[START Extracted information]

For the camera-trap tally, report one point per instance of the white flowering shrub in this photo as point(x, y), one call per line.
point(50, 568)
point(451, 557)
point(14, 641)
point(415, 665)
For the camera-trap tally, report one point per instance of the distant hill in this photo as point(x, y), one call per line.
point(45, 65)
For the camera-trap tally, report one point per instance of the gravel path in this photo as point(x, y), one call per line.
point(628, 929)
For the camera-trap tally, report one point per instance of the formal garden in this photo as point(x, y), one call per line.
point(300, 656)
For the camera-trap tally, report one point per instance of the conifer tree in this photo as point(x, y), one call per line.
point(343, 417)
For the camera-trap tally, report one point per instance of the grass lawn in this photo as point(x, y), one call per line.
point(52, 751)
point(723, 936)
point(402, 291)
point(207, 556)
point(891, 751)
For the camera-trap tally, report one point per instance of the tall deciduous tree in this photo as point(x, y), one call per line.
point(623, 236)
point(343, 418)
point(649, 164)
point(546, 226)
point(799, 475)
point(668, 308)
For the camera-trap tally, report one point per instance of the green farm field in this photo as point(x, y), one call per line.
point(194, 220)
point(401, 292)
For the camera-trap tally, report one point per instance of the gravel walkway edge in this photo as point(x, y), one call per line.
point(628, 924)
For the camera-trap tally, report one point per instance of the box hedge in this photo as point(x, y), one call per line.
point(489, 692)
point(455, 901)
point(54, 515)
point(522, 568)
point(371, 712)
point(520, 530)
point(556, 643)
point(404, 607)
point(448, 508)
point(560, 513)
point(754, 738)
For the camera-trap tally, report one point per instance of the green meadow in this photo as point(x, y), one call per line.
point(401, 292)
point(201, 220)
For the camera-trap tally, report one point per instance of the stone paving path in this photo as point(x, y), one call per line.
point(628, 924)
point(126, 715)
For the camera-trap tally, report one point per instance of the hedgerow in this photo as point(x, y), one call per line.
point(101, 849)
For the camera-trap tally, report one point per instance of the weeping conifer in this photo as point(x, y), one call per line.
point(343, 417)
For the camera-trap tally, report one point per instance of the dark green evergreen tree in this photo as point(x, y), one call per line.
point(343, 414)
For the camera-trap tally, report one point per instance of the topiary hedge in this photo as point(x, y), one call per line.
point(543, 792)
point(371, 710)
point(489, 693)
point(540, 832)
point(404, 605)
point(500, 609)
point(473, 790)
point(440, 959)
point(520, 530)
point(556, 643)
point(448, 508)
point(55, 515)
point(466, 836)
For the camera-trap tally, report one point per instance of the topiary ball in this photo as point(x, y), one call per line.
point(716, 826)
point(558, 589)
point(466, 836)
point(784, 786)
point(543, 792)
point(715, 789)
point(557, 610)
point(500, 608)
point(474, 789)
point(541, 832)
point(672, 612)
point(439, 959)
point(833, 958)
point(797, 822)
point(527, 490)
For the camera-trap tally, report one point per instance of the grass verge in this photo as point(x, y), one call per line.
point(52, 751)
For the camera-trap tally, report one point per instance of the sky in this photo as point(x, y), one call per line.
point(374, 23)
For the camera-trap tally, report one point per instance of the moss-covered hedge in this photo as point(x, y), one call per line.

[END Extracted information]

§ What the task asks
Set out the lines of the listing above as a JSON list of strings, one string per line and no blank lines, from the line with "the green farm" up to and including the line with "point(201, 220)".

§ Solved problem
[
  "For the camera-trap tally, report one point per instance of the green farm field in this photo as point(x, y), one call per line.",
  "point(194, 220)",
  "point(401, 292)",
  "For the camera-trap tally, report one point per instance of the gravel walkway edge in this photo as point(x, y), one call per line.",
  "point(628, 924)",
  "For the camera-trap tally, report one point per instance of the box hedge in this photo as point(x, y), one call per line.",
  "point(489, 692)",
  "point(455, 901)",
  "point(54, 515)",
  "point(522, 568)",
  "point(371, 712)",
  "point(520, 530)",
  "point(556, 643)",
  "point(404, 607)",
  "point(448, 508)",
  "point(560, 513)",
  "point(754, 738)",
  "For the camera-trap tally, report one point per instance of the green meadow in this photo as point(x, y), one call per line.",
  "point(401, 292)",
  "point(201, 220)"
]